** START OF Quoted text **

By leveraging the connectivities between ¹H and ¹³C nuclei in metabolites, two-dimensional (2D) heteronuclear NMR methods reduce spectral overlap by spreading ¹H information over a second (¹³C) chemical shift dimension [6]. Heteronuclear single quantum coherence (HSQC) experiments are commonly performed in NMR metabolic profiling studies, and provide an NMR singlet or multiplet for each directly bonded ¹H-¹³C pair in the sample. Developments in NMR hardware and acquisition techniques have brought natural abundance ¹H-¹³C HSQC experiment times down to values compatible with high-throughput metabolic fingerprinting studies [7, 8]. However, multivariate analysis of 2D NMR datasets is still a nontrivial undertaking that requires either vectorization [9], which breaks the inherent structure of the data, or the use of multilinear factorizations [10], which are more computationally intensive and difficult to cross-validate.

Spectral binning is another potential means of preparing 2D NMR datasets for multivariate analysis that holds several advantages over binning 1D spectra. First, multiple integration of bins maps each spectrum to an observation vector regardless of its original dimensionality, allowing bilinear PCA and PLS algorithms to be used without concern for loss of the inherent structure of the data. Second, binning of 2D spectral data yields more well-conditioned data matrices than simple vectorization. Finally, because signals are better resolved in 2D spectra, each bin contains substantially fewer signals from distinct metabolites. Multiple different algorithms have been developed to bin 1D NMR data [11-15], and the use of uniform binning on 2D NMR data has also been reported [16]. However, to our knowledge, no methods exist to intelligently bin multidimensional data for use in multivariate analysis. Therefore, we propose a generalization of Adaptive Intelligent (AI) binning [14] to spectral data of any dimensionality, called Generalized Adaptive Intelligent (GAI) binning (Figure 1).

Illustration of the GAI-binning bin subdivision procedure for one-dimensional and two-dimensional spectral fragments. **(A)** In the one-dimensional case, the bin containing regions 1 and 2 is optimally subdivided (*asterisk*) when the sum of the objective values in regions 1 and 2 is greater than the original bin's objective value. **(B)** In the D-dimensional case, there are now D possible dimensions along which an optimal subdivision may exist. The optimal subdivision along the ¹H dimension (*triangle*) occurs when the sum of the objective values in regions 3+6 and 4+5 exceeds that of the original bin. Similarly, the optimal subdivision along the ¹³C dimension (*circle*) occurs when the sum of the objective values in regions 3+4 and 5+6 exceeds the original value. A comparison between all possible optimal subdivisions along all dimensions yields the best possible subdivision (*circle*).

2. CALCULATION

2.1 AI-binning

Generalized AI-binning (GAI-binning) is a logical extension of AI-binning to two or more dimensions. In the AI algorithm (Figure 1A), bins are recursively subdivided until a stopping criterion or minimum bin width is reached [14]. For a 1D dataset containing N spectra, the following objective function is used to assess the quality of each bin:

V_{b} = \frac{1}{N} \sum_{n = 1}^{N} {[(m a x_{n, b} - I_{n, b, 1}) (m a x_{n, b} - I_{n, b, end})]}^{\frac{R}{2}}

(1)

** END OF Quoted text **

### Written instruction 1
In the NMR binning text, condense the paragraph beginning "Spectral binning is another potential means" into a short bulleted list that keeps its main facts.

** START OF Task material **

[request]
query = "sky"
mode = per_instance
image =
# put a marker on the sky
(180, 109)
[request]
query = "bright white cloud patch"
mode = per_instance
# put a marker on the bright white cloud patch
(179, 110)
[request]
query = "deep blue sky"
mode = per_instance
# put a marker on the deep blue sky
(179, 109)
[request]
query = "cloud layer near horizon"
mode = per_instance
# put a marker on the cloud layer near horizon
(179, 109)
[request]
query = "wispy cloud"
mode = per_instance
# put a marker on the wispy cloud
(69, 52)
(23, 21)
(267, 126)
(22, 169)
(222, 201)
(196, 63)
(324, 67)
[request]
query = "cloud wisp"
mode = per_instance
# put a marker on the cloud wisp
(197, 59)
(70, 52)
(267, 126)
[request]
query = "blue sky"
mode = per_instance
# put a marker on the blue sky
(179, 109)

** END OF Task material **
** START OF Task material **

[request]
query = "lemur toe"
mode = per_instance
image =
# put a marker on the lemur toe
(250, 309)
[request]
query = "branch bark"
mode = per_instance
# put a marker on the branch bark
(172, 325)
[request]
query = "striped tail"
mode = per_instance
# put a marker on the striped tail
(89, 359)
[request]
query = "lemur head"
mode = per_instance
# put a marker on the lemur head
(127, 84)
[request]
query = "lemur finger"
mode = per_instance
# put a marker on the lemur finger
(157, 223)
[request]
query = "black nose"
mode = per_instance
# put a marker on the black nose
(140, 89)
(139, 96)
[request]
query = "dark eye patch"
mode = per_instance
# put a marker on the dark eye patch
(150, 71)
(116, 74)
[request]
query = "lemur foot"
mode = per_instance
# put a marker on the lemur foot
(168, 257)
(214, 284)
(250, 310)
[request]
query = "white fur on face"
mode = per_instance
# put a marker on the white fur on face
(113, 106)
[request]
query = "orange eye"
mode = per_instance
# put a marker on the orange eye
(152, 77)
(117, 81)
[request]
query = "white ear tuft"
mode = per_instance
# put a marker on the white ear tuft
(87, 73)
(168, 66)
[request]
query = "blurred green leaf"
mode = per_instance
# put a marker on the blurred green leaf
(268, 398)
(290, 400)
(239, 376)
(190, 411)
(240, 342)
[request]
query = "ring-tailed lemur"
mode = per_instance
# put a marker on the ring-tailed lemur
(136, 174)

** END OF Task material **
** START OF Task material **

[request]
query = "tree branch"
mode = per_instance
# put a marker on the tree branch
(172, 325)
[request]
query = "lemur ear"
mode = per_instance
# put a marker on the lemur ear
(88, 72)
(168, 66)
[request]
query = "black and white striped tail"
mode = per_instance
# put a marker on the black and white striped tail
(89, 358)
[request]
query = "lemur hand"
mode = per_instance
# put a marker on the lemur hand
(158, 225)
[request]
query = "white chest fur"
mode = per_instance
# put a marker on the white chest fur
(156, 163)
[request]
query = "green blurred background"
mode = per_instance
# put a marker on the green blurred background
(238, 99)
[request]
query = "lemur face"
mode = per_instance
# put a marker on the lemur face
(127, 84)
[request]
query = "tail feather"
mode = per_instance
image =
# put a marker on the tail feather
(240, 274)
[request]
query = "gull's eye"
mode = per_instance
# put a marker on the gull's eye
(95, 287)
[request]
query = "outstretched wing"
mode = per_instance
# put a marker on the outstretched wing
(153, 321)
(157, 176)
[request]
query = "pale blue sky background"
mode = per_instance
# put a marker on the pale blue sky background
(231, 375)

** END OF Task material **

### Written instruction 2
Pick out every line of the records that contains the string "orange". Case counts.

### Worked solution 1
- Spectral binning can prepare 2D NMR datasets for multivariate analysis and has several advantages over binning 1D spectra:
  - Integrating bins maps each spectrum to an observation vector whatever its original dimensionality. This lets bilinear PCA and PLS be used without losing the data's inherent structure.
  - Binning 2D spectral data gives better-conditioned data matrices than simple vectorization.
  - Signals are better resolved in 2D spectra, so each bin holds substantially fewer signals from distinct metabolites.
- Several algorithms exist for binning 1D NMR data, and uniform binning of 2D NMR data has been reported. However, the authors know of no methods that intelligently bin multidimensional data for multivariate analysis.
- They propose Generalized Adaptive Intelligent (GAI) binning, a generalization of Adaptive Intelligent (AI) binning to spectral data of any dimensionality.

### Worked solution 2
query = "orange eye"
# put a marker on the orange eye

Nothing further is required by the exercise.